[Coordinate annotation entries]
** START **

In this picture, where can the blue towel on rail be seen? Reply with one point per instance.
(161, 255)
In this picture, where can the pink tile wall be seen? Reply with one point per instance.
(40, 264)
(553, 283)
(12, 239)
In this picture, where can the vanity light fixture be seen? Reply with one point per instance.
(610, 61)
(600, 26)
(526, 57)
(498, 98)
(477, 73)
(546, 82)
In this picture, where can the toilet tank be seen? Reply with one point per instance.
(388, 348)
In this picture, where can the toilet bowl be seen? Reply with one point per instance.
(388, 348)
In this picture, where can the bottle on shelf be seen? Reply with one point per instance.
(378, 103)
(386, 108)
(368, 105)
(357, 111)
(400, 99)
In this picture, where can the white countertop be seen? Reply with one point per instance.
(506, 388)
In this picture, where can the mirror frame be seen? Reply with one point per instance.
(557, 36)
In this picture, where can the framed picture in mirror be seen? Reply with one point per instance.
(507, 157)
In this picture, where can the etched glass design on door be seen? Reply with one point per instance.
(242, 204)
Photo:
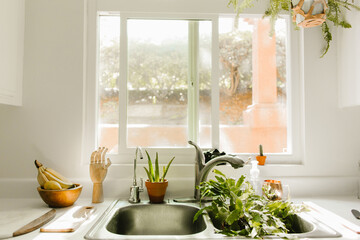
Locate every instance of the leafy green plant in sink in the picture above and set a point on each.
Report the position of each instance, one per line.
(237, 211)
(153, 173)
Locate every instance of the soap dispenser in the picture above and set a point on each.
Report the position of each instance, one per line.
(254, 176)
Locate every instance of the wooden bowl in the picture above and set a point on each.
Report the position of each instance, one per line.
(60, 198)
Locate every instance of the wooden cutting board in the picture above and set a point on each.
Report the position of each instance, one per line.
(33, 225)
(70, 221)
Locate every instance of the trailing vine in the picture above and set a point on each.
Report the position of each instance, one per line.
(335, 13)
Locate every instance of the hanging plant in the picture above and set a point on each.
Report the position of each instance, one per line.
(332, 11)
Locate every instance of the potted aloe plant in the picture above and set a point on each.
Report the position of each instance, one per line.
(156, 184)
(261, 158)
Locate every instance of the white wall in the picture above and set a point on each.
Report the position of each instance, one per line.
(48, 126)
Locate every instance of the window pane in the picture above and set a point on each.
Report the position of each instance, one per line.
(157, 83)
(109, 47)
(204, 74)
(252, 85)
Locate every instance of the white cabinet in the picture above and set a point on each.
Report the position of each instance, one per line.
(349, 62)
(12, 21)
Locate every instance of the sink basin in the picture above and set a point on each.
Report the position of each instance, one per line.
(155, 219)
(174, 221)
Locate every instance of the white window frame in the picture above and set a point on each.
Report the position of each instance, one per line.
(145, 9)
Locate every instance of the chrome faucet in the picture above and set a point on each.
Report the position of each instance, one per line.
(202, 169)
(135, 189)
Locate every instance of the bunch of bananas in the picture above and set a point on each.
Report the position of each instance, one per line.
(50, 179)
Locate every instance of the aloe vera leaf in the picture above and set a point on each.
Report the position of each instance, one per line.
(151, 170)
(167, 168)
(157, 168)
(162, 178)
(149, 176)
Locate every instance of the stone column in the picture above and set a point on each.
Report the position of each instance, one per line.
(264, 111)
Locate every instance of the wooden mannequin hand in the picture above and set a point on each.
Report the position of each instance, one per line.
(98, 171)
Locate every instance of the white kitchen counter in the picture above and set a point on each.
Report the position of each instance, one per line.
(17, 212)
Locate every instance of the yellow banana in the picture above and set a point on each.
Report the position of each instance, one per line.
(48, 174)
(42, 179)
(52, 185)
(51, 177)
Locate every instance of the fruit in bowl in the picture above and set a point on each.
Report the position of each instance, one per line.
(55, 189)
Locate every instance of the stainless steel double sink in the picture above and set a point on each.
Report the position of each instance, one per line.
(175, 221)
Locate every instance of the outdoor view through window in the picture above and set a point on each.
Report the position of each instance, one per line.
(170, 84)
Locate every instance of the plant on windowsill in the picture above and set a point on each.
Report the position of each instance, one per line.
(331, 11)
(156, 185)
(261, 158)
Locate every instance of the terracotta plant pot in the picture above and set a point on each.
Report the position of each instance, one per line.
(156, 190)
(261, 159)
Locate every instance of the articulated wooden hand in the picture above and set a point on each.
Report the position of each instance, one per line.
(98, 171)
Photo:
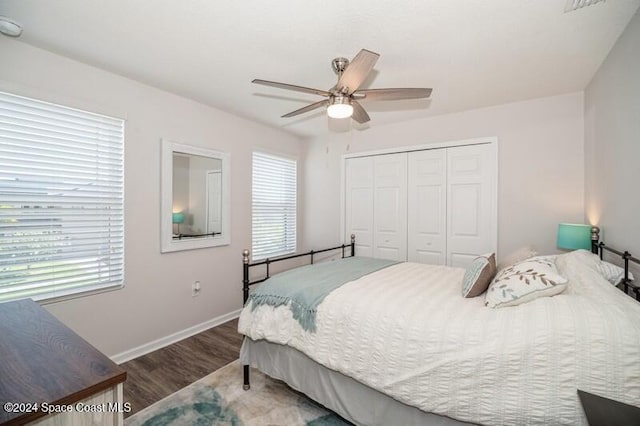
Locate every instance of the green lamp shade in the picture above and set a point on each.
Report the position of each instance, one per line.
(178, 218)
(574, 236)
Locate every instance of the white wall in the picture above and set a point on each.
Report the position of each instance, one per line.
(612, 143)
(541, 166)
(156, 300)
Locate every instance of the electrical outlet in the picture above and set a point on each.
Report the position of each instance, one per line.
(195, 289)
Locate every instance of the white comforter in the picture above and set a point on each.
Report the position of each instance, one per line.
(407, 332)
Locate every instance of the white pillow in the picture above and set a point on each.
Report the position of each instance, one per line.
(525, 281)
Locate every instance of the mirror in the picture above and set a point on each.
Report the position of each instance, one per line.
(195, 197)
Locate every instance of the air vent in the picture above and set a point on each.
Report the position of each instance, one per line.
(578, 4)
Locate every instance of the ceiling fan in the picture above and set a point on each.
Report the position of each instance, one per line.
(343, 98)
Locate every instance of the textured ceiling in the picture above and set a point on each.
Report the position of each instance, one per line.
(473, 53)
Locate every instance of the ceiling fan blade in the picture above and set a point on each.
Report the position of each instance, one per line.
(307, 108)
(393, 94)
(292, 87)
(357, 71)
(359, 114)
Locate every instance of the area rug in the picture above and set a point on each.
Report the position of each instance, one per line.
(218, 399)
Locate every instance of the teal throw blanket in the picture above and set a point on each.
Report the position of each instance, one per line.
(304, 288)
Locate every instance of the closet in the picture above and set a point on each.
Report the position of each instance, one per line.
(435, 205)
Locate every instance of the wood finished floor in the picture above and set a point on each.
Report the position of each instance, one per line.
(155, 375)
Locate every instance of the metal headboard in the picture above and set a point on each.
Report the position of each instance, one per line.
(598, 247)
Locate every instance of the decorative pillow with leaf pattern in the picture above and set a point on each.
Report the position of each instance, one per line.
(525, 281)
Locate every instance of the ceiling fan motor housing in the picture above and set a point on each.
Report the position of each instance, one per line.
(339, 65)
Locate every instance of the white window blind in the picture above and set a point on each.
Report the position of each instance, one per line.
(61, 200)
(273, 206)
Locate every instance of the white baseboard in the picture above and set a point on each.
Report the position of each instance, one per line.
(172, 338)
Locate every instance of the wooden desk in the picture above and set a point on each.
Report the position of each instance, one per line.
(54, 375)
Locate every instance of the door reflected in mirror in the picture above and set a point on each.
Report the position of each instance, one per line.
(195, 194)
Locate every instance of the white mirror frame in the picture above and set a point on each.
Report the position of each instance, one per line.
(167, 243)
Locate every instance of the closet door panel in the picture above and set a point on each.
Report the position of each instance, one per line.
(471, 203)
(359, 203)
(426, 213)
(390, 206)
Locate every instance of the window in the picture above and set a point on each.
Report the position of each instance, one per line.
(61, 200)
(273, 206)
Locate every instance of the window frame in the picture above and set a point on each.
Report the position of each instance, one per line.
(80, 153)
(289, 245)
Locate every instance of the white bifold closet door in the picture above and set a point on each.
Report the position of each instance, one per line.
(435, 206)
(376, 205)
(390, 206)
(471, 203)
(427, 207)
(359, 203)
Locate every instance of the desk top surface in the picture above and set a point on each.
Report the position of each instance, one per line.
(42, 360)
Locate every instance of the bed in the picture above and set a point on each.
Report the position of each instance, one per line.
(401, 346)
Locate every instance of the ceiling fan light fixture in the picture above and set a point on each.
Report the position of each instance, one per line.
(340, 107)
(10, 27)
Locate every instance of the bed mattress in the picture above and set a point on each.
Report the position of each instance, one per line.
(407, 332)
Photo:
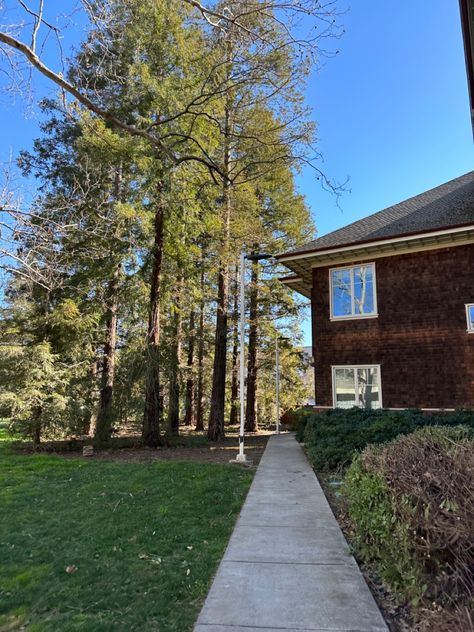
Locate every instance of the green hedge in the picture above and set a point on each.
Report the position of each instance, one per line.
(411, 507)
(334, 437)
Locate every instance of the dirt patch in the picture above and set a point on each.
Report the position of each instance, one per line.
(219, 452)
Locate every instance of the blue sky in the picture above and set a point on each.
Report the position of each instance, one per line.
(392, 110)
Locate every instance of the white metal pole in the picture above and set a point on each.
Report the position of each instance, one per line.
(277, 381)
(241, 456)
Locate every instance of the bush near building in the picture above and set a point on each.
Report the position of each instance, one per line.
(411, 507)
(333, 438)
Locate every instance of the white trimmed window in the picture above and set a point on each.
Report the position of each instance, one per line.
(353, 292)
(356, 386)
(470, 317)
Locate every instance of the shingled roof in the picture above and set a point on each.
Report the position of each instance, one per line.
(448, 205)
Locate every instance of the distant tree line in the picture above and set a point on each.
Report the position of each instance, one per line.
(172, 147)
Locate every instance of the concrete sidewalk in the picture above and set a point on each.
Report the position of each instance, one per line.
(287, 565)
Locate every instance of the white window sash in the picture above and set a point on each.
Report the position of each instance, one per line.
(469, 319)
(352, 315)
(356, 381)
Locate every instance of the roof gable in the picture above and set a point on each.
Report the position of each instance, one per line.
(448, 205)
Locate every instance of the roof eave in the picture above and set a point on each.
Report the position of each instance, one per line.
(467, 23)
(302, 264)
(288, 256)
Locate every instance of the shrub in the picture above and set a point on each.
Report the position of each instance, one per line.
(295, 419)
(411, 505)
(334, 437)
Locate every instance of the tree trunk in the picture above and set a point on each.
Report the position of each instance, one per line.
(189, 417)
(92, 422)
(250, 410)
(200, 384)
(175, 362)
(234, 388)
(153, 402)
(37, 426)
(103, 427)
(215, 431)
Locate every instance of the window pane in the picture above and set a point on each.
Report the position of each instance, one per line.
(364, 290)
(345, 388)
(368, 388)
(341, 293)
(470, 311)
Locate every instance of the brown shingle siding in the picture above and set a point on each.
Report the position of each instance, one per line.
(419, 337)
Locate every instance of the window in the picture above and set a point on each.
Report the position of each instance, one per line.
(470, 317)
(356, 386)
(353, 292)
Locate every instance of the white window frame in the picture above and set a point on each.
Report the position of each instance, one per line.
(469, 321)
(355, 367)
(353, 315)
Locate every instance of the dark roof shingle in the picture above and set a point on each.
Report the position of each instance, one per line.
(448, 205)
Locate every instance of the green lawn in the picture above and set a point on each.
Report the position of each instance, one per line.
(140, 541)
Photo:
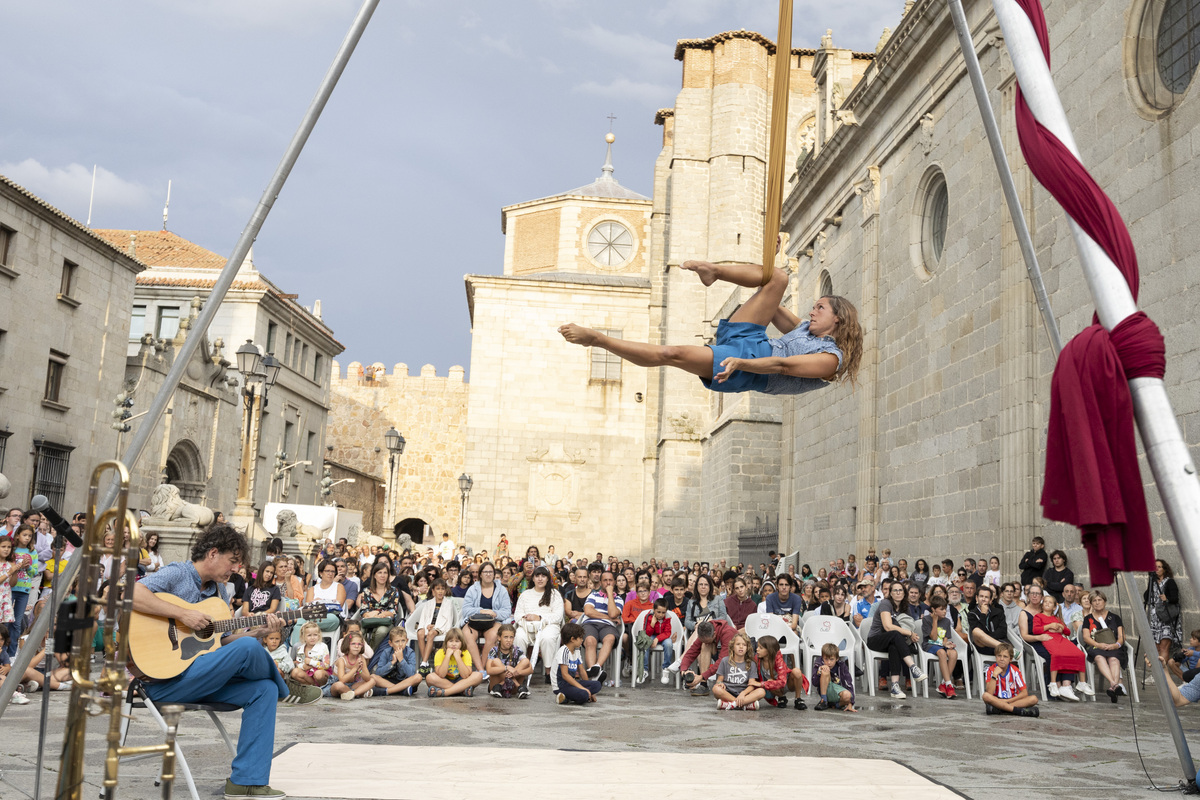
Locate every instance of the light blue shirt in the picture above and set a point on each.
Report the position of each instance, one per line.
(798, 342)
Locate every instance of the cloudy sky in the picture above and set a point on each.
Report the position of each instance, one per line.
(447, 113)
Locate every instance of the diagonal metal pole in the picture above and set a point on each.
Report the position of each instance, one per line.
(1170, 462)
(210, 308)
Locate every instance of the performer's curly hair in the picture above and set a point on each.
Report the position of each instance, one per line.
(221, 536)
(849, 338)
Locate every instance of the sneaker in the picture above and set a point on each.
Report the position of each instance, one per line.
(234, 791)
(301, 693)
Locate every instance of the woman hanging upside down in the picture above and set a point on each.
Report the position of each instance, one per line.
(826, 348)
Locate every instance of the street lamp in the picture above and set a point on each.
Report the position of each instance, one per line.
(258, 374)
(395, 443)
(465, 485)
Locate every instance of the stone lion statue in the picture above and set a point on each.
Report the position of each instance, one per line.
(166, 504)
(289, 525)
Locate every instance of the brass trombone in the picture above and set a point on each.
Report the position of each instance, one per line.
(106, 692)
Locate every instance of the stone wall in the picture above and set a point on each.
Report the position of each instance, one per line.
(941, 450)
(430, 411)
(556, 455)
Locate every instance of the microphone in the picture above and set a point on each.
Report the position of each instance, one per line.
(43, 506)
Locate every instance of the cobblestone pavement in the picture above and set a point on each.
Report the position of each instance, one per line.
(1079, 751)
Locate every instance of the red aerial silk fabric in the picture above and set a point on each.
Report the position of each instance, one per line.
(1092, 479)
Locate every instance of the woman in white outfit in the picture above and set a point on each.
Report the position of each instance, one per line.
(539, 612)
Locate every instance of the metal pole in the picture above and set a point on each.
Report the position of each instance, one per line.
(1006, 174)
(1164, 691)
(1168, 455)
(210, 308)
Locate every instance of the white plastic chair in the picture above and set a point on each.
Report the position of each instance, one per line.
(871, 657)
(677, 630)
(821, 630)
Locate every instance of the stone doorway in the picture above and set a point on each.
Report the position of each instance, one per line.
(185, 470)
(415, 528)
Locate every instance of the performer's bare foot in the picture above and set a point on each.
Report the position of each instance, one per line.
(706, 271)
(579, 335)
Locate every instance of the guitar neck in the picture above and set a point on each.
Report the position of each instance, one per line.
(240, 623)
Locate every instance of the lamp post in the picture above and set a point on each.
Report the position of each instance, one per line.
(465, 485)
(258, 373)
(395, 443)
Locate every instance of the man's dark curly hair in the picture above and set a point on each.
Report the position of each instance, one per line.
(221, 536)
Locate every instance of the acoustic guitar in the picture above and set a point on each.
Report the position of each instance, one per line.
(162, 647)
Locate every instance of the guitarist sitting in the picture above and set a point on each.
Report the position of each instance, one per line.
(240, 672)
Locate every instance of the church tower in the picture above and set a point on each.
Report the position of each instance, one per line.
(555, 432)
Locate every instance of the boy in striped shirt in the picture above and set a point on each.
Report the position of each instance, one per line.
(1005, 687)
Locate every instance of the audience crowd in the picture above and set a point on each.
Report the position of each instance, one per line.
(443, 623)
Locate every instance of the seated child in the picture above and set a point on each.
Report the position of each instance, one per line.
(936, 641)
(355, 626)
(655, 630)
(835, 681)
(453, 672)
(394, 666)
(568, 679)
(733, 677)
(508, 669)
(774, 678)
(311, 657)
(1005, 686)
(435, 620)
(351, 669)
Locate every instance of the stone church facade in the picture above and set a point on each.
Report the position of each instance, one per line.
(892, 202)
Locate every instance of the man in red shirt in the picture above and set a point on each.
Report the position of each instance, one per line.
(712, 644)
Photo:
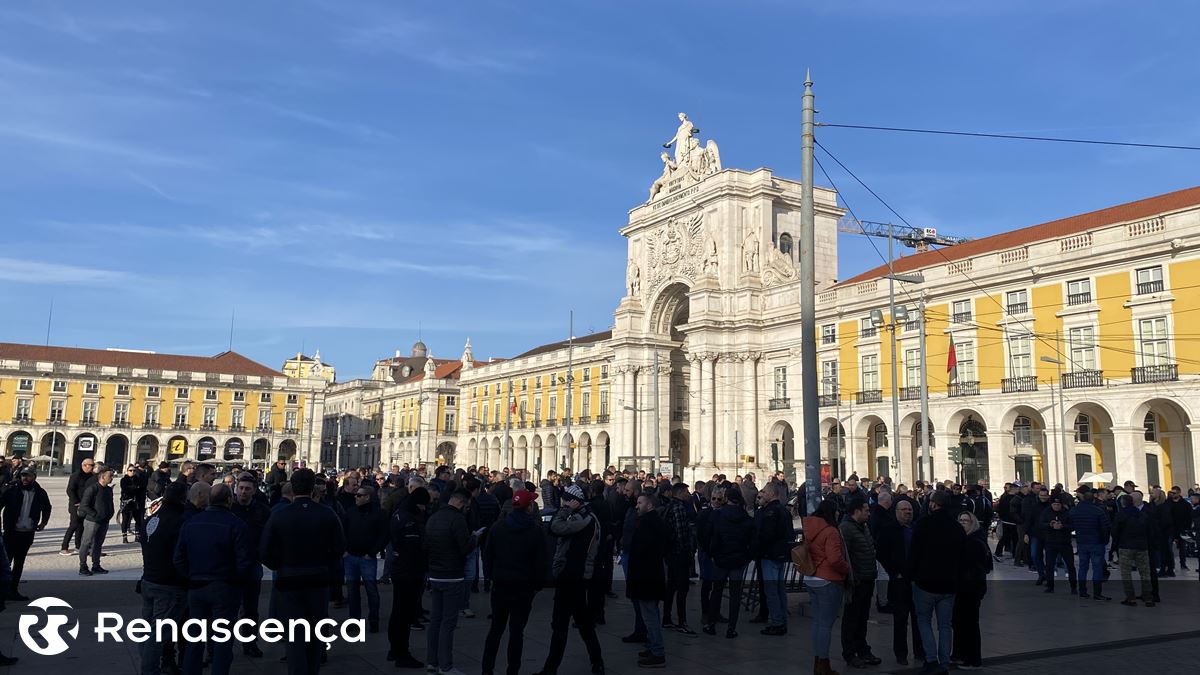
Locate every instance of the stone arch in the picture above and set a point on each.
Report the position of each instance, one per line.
(1165, 440)
(669, 310)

** END **

**Problem to work on:** Every line from the one containing "Locate every instance of the guitarist" through the last line of the data is to be retyped exactly, with nothing added and no pictures included.

**Finished task:**
Locate every instance of the guitarist sitting in the picture above and set a point on each.
Report the position of each instance, one per line.
(240, 672)
Locate every instance of the church tower in the picture above and set a point on each.
Report the position of each instance, one per line.
(555, 432)
Locate every instance of the boy in striped shirt in the picture above and set a point on each.
Report the position of each instance, one per line.
(1005, 687)
Locate every instance of the audience crowd in the picture above and set a point on each.
Report the position of each instance, one per line.
(443, 623)
Locate every instance of the seated child in the picture above and set a point on each.
Report the position of each instance, one per line.
(936, 641)
(355, 626)
(655, 630)
(835, 681)
(453, 672)
(394, 666)
(568, 679)
(733, 677)
(508, 669)
(774, 678)
(311, 657)
(1005, 686)
(435, 620)
(351, 669)
Locate every instance of the stone church facade in the picture above and set a point on each.
Report the position of each instance, one per line.
(892, 202)
Locate every instance of the man in red shirt in the picture above and set a point on each.
Report the position of each instance, one per line.
(712, 644)
Photo:
Locate every instance of the stone arch in the picture above and set a point on each.
Report the position of each instance, one per line.
(1165, 440)
(669, 310)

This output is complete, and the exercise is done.